Rows from a pointing dataset:
☆ ☆ ☆ ☆
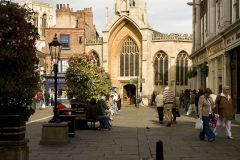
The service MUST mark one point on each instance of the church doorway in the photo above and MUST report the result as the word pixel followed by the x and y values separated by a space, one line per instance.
pixel 129 93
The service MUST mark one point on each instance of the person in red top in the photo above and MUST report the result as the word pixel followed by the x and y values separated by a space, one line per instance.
pixel 60 106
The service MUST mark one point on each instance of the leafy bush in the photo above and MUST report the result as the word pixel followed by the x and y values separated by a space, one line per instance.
pixel 18 62
pixel 85 80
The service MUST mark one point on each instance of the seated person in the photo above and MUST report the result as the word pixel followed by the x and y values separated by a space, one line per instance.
pixel 92 110
pixel 60 107
pixel 104 119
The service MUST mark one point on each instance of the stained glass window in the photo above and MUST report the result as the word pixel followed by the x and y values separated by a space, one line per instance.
pixel 182 68
pixel 129 58
pixel 161 68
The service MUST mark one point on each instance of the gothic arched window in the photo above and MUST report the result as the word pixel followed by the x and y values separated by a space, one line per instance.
pixel 182 68
pixel 35 20
pixel 44 23
pixel 96 59
pixel 161 68
pixel 129 58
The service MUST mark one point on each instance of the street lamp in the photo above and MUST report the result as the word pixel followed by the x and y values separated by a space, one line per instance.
pixel 55 51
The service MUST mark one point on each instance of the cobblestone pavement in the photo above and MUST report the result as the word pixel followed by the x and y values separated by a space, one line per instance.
pixel 133 136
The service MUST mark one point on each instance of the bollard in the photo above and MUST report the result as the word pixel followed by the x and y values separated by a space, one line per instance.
pixel 159 150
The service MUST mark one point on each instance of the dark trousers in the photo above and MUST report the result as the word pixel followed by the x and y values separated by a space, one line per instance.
pixel 174 112
pixel 160 113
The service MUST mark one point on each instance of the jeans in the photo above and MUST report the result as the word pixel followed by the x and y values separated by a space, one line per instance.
pixel 104 121
pixel 206 129
pixel 174 113
pixel 160 113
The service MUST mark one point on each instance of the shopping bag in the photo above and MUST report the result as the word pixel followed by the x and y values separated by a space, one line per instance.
pixel 199 124
pixel 213 121
pixel 177 113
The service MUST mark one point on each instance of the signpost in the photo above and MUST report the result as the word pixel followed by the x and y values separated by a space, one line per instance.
pixel 136 81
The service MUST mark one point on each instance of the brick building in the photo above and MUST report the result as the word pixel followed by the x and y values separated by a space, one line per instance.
pixel 129 49
pixel 72 28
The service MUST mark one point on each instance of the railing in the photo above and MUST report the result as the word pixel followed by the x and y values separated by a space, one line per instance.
pixel 94 41
pixel 171 37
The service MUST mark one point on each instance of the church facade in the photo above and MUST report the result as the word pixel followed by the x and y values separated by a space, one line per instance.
pixel 139 59
pixel 132 50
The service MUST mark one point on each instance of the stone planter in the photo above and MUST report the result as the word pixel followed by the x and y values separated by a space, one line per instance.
pixel 12 127
pixel 13 145
pixel 14 150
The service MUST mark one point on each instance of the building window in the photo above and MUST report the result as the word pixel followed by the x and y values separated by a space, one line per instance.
pixel 235 12
pixel 96 59
pixel 44 24
pixel 64 40
pixel 182 69
pixel 35 20
pixel 62 66
pixel 129 59
pixel 161 68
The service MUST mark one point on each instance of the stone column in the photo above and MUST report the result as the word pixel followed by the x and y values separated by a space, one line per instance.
pixel 212 18
pixel 216 75
pixel 198 79
pixel 210 74
pixel 197 24
pixel 226 13
pixel 226 70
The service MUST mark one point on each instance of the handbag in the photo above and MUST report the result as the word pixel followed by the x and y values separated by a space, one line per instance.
pixel 177 113
pixel 213 120
pixel 199 124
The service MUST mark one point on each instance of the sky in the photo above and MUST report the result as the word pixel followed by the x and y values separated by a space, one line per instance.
pixel 165 16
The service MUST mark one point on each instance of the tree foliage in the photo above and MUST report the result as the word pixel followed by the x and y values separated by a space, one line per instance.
pixel 18 61
pixel 86 80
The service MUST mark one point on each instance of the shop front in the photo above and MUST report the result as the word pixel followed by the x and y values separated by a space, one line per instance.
pixel 49 88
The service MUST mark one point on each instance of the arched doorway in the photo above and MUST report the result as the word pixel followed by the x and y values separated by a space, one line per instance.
pixel 129 93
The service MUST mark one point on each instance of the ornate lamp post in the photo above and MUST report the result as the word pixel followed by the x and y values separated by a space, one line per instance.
pixel 55 51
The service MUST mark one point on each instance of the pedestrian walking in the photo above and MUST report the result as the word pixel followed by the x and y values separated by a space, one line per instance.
pixel 192 107
pixel 168 99
pixel 159 103
pixel 175 111
pixel 225 109
pixel 186 99
pixel 205 108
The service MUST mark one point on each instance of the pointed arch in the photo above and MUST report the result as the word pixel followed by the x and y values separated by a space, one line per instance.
pixel 95 57
pixel 129 58
pixel 182 61
pixel 161 68
pixel 44 23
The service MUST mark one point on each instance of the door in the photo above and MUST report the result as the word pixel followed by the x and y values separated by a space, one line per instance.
pixel 129 94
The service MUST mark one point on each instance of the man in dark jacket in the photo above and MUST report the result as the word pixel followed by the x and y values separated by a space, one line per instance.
pixel 104 119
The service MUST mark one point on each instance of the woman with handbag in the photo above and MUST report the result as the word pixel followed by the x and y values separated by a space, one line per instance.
pixel 205 108
pixel 224 108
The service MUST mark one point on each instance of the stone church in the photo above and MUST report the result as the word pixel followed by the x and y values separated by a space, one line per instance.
pixel 139 59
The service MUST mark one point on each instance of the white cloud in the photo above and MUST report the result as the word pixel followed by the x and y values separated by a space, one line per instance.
pixel 167 16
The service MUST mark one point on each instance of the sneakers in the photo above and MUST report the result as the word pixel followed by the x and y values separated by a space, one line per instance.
pixel 229 137
pixel 211 140
pixel 169 124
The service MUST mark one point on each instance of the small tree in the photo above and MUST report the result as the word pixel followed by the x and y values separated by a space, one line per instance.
pixel 86 80
pixel 18 62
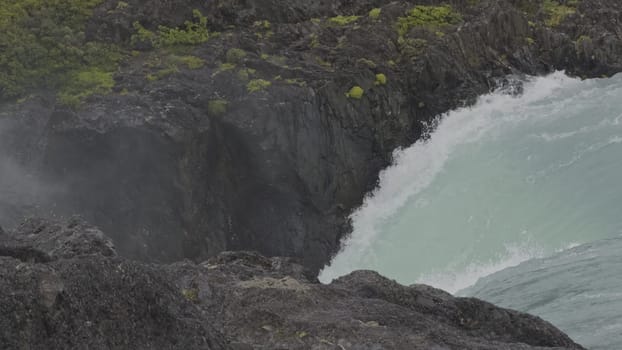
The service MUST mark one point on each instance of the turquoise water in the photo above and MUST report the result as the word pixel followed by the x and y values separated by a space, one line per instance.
pixel 578 290
pixel 509 180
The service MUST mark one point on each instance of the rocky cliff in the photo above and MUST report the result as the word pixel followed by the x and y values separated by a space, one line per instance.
pixel 236 125
pixel 64 287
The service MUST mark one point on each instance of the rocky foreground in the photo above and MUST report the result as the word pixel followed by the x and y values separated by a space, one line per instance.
pixel 64 287
pixel 251 140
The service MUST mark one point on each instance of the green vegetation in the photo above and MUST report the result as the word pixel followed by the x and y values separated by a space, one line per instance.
pixel 343 20
pixel 162 73
pixel 428 16
pixel 356 92
pixel 43 46
pixel 582 44
pixel 235 55
pixel 375 13
pixel 381 79
pixel 194 32
pixel 366 62
pixel 217 107
pixel 557 12
pixel 257 85
pixel 411 47
pixel 245 73
pixel 296 81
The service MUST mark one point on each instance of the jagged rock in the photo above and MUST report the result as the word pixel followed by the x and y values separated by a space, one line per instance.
pixel 87 298
pixel 278 170
pixel 45 240
pixel 266 303
pixel 236 300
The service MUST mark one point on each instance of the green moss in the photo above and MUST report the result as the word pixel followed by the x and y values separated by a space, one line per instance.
pixel 366 62
pixel 192 62
pixel 323 63
pixel 296 81
pixel 411 47
pixel 356 92
pixel 235 55
pixel 43 46
pixel 217 107
pixel 257 85
pixel 375 13
pixel 557 12
pixel 84 84
pixel 193 33
pixel 162 73
pixel 582 44
pixel 245 73
pixel 226 66
pixel 381 79
pixel 428 16
pixel 343 20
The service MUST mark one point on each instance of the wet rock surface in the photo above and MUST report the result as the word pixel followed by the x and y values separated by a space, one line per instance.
pixel 187 163
pixel 236 300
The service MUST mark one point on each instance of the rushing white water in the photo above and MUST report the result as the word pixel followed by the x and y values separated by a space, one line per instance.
pixel 510 179
pixel 579 290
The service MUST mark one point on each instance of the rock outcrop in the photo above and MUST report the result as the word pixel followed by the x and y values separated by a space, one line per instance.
pixel 256 146
pixel 72 292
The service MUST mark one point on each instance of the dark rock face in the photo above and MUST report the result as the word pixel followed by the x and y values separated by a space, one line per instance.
pixel 89 298
pixel 278 170
pixel 70 291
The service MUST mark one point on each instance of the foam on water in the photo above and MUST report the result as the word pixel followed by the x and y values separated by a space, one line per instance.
pixel 507 180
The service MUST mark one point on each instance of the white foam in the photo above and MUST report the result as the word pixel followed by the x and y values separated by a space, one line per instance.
pixel 416 167
pixel 455 280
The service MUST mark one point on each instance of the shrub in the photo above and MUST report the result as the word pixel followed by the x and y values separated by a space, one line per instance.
pixel 556 12
pixel 84 84
pixel 257 85
pixel 42 45
pixel 193 33
pixel 428 16
pixel 356 92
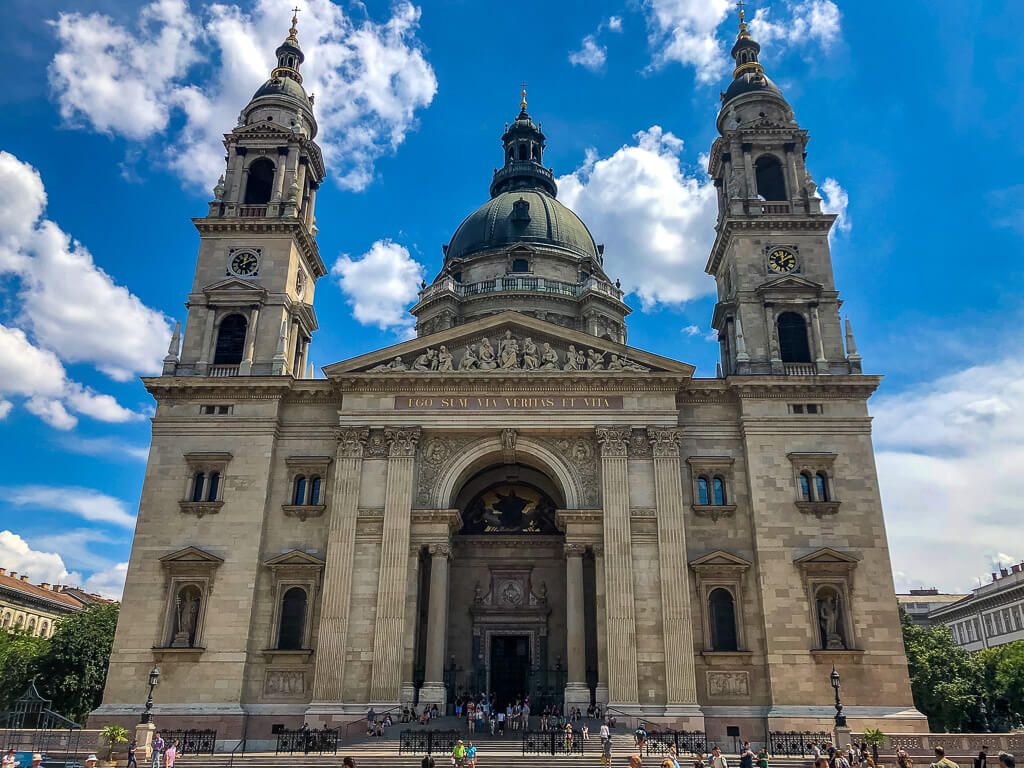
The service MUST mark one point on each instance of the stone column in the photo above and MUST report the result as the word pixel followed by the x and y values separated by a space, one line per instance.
pixel 601 614
pixel 577 692
pixel 250 346
pixel 680 677
pixel 619 565
pixel 390 624
pixel 332 641
pixel 433 684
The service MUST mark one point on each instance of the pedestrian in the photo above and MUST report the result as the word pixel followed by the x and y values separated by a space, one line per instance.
pixel 158 749
pixel 941 761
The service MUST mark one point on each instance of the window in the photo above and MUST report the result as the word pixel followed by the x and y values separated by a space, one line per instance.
pixel 793 344
pixel 722 612
pixel 704 497
pixel 291 632
pixel 230 340
pixel 259 186
pixel 805 486
pixel 718 485
pixel 770 179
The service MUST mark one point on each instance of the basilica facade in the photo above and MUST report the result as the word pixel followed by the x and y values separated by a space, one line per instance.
pixel 515 502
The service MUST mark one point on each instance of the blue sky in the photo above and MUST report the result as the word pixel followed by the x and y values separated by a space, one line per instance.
pixel 114 117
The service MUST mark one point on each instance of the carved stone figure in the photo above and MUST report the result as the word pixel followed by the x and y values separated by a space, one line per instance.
pixel 828 619
pixel 486 355
pixel 549 358
pixel 529 361
pixel 444 359
pixel 469 359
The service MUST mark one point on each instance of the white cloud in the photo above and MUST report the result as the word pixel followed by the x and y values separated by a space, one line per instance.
pixel 656 221
pixel 204 65
pixel 684 31
pixel 380 285
pixel 949 458
pixel 806 22
pixel 836 200
pixel 109 583
pixel 591 55
pixel 16 555
pixel 85 503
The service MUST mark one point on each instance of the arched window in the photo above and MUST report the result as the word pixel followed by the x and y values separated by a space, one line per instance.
pixel 704 492
pixel 260 184
pixel 805 486
pixel 722 614
pixel 214 486
pixel 187 607
pixel 199 480
pixel 230 340
pixel 821 486
pixel 299 494
pixel 793 344
pixel 293 620
pixel 718 484
pixel 771 180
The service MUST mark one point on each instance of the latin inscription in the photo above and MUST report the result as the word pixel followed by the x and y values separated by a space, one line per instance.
pixel 502 402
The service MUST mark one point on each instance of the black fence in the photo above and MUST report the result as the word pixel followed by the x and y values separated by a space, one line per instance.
pixel 793 743
pixel 552 742
pixel 684 742
pixel 426 741
pixel 192 741
pixel 306 741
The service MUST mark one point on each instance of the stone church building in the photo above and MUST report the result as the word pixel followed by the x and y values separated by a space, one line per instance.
pixel 515 501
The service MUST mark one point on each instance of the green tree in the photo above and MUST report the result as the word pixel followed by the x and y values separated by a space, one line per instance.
pixel 74 671
pixel 20 656
pixel 945 680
☆ ☆ ☆ ☆
STATED TASK:
Present the part of the rows above that opens with the line containing "the pedestrian in" and closes with the line containing "pixel 515 502" as a numbered list, both of those lines included and blank lines left out.

SOLUTION FOR THIS EXERCISE:
1. The service MUST mark one point on each instance of the pedestrian in the photo above and MUST report the result as the word pixel followed by the x and y values separated by a space, one line per instance.
2. pixel 158 749
3. pixel 941 761
4. The service MUST mark one point on each instance of the window in the photo above and MUST report the result as the word pixel followed by the x and y values separated by a space, one line per instance.
5. pixel 793 344
6. pixel 722 612
7. pixel 704 497
8. pixel 291 632
9. pixel 230 340
10. pixel 259 186
11. pixel 805 486
12. pixel 718 485
13. pixel 770 179
14. The service MUST mark one point on each instance of the basilica facade in the photo above and MUST report the result as the word pixel followed by the x and y values separated by a space, one line per instance.
15. pixel 515 502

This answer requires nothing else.